TASK INSTRUCTIONS
Exclude the pictures and reproduce the remaining data exactly as written.

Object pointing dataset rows
________________________

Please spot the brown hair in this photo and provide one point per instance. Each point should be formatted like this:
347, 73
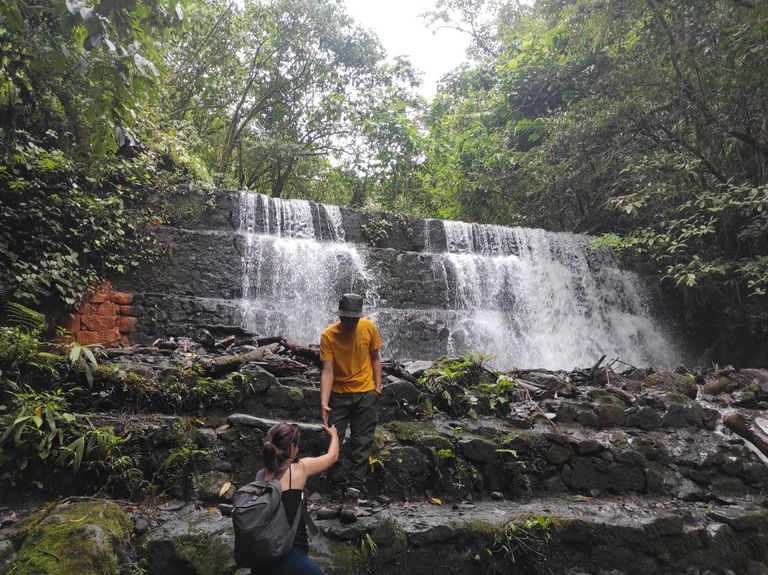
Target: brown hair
277, 447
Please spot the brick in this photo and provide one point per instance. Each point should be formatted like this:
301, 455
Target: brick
106, 308
121, 298
99, 322
126, 324
86, 337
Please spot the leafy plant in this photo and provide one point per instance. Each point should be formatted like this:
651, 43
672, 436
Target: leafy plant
528, 536
368, 547
81, 357
43, 430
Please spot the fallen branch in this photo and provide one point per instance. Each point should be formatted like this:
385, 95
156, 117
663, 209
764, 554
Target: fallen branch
114, 352
311, 353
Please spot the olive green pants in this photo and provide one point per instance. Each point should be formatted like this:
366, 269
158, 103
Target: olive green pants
359, 411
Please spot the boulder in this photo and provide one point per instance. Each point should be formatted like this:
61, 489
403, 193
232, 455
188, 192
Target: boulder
478, 450
682, 383
87, 538
200, 543
645, 418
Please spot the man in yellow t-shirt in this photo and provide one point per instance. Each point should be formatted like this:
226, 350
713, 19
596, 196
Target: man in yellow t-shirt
350, 387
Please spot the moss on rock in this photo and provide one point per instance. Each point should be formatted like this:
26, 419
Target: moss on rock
420, 433
87, 538
682, 383
347, 560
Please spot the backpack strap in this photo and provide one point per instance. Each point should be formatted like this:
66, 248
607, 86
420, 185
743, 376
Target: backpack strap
302, 505
307, 517
278, 475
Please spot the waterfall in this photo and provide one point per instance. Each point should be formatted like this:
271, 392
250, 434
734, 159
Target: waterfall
531, 297
295, 266
528, 297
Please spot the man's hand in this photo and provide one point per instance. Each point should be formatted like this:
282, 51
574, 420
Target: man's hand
326, 382
331, 431
324, 411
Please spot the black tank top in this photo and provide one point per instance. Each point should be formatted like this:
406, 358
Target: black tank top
291, 499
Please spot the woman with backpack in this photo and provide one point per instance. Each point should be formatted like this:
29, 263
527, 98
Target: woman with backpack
281, 450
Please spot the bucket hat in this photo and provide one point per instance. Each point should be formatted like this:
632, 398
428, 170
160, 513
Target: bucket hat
351, 305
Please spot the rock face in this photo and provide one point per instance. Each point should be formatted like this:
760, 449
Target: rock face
473, 471
528, 297
87, 538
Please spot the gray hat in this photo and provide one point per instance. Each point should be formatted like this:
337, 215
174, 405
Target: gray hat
351, 305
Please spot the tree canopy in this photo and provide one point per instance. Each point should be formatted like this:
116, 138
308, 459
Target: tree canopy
643, 122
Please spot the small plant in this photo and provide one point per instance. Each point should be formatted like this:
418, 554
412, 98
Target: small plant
528, 536
43, 430
445, 455
376, 229
368, 547
373, 462
81, 357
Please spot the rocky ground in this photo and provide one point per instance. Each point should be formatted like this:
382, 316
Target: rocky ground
600, 470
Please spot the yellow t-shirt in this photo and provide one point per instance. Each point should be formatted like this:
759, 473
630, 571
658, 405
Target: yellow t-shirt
350, 353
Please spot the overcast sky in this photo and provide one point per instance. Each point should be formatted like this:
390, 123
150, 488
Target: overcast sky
404, 33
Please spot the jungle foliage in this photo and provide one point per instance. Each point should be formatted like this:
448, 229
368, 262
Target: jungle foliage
641, 121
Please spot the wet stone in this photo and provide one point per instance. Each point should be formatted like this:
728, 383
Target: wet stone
478, 450
587, 446
558, 454
610, 415
645, 418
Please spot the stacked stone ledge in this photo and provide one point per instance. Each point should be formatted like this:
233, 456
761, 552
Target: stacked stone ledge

________________________

WRITTEN SOLUTION
Please spot the brown hair in this photo and provide one point per instance. Each point should be formatted like this:
347, 73
Target: brown hair
277, 447
Please spot the brick in this photo and provide one point per instance. Each point should be formatted like this:
301, 455
Target: brick
106, 308
121, 298
99, 322
126, 324
86, 337
Please spot the leafy plant in this photo and provide one point per instance. Each point should be formatted like this:
651, 43
672, 436
Target: leafy plant
528, 536
368, 547
81, 357
43, 430
Please spot the fallen branch in this photo and provide one point per instance. Each point should be formatted like this:
385, 95
156, 117
663, 209
764, 554
Target: fallen branch
114, 352
311, 353
Please spot the olive green pants in this photo and provide one point per instance. Each point should be formatted like this:
366, 269
158, 103
Target: olive green pants
359, 411
Please spot the boulder in this photo and provide one point per instance. Each point should be formatted like this:
61, 489
403, 193
232, 455
188, 192
Target: boulder
478, 450
682, 383
87, 538
200, 543
645, 418
Please spot the man in yellow t-shirt in this photo and provide one point per instance. Each point should be formatted like this:
226, 350
713, 19
596, 196
Target: man in yellow t-shirt
350, 387
Please spot the moss on rock in this photo and provide one point per instance. Each point should be formatted like this:
26, 419
Target: moss on rock
420, 433
87, 538
682, 383
347, 560
Please spot the backpack strap in this photo and provide one point per instance. Each point should be formatted like this:
66, 248
607, 86
420, 185
743, 376
Target: backpack strap
302, 505
307, 517
278, 475
Please spot the waterfall in this photo and provide one point per instance. Each point should be formatted like this:
271, 392
250, 434
734, 159
Target: waterfall
531, 297
295, 266
528, 297
Please spot the man's hand in this photo and provide one point per instance. Each point should be formatted like this:
282, 51
574, 420
Target: man's hand
326, 382
331, 431
324, 411
Please spot the black tank top in this photo and provide one point per instance. Each point should be formatted like this:
406, 358
Target: black tank top
291, 499
Please spot the woman with backpack in this photo and provide one point per instance. Each point should be formatted like this:
29, 263
527, 98
Target: woman with backpack
281, 450
Please spot the bucket hat in this photo and provide one point per instance. Each point should be formatted like this:
632, 398
428, 170
160, 513
Target: bucket hat
351, 305
Please spot the rock face in this photo and provide one point per instance. Each point should be formatted like this:
760, 449
Target: rock face
473, 471
528, 297
87, 538
Please spot the gray hat in this photo and provide one point per instance. Each point should be formatted like this:
337, 215
174, 405
Target: gray hat
351, 305
Please spot the tree canopy in this photo and provide one point per instance. Each point should be formatted like this:
116, 138
308, 459
Target: tree canopy
643, 122
Please spot the small plant in this photo and provide one point per instance. Each point should be formatted like this:
418, 554
412, 98
Target: small plant
528, 536
43, 430
445, 455
376, 229
368, 547
373, 462
81, 357
Please spot the rocky ground in this photo and provide one point per instance. Each point should be formatted like this:
382, 316
Target: rocky ground
600, 470
Please spot the yellow t-shirt in this photo and provide one point per instance. Each point should be formatted like this:
759, 473
630, 571
658, 405
Target: yellow t-shirt
350, 353
Please spot the overcast sky in this photo and provide one point per instance. Each point should be formatted like this:
390, 123
150, 488
Target: overcast sky
404, 33
Please spot the jungle foliage in this photo and provide one point per instance. Each point should be formatted like this:
448, 229
368, 262
Target: jungle foliage
641, 121
Please spot the wet stone in this photo and provide one point per instance. Each point should be formatted like this:
728, 383
Target: wet stone
478, 450
587, 446
558, 454
610, 415
645, 418
Please spot the stacked stone ledge in this photo and provide one point per instance. Each point should be formatted like this:
233, 456
761, 552
Target: stacked stone ledge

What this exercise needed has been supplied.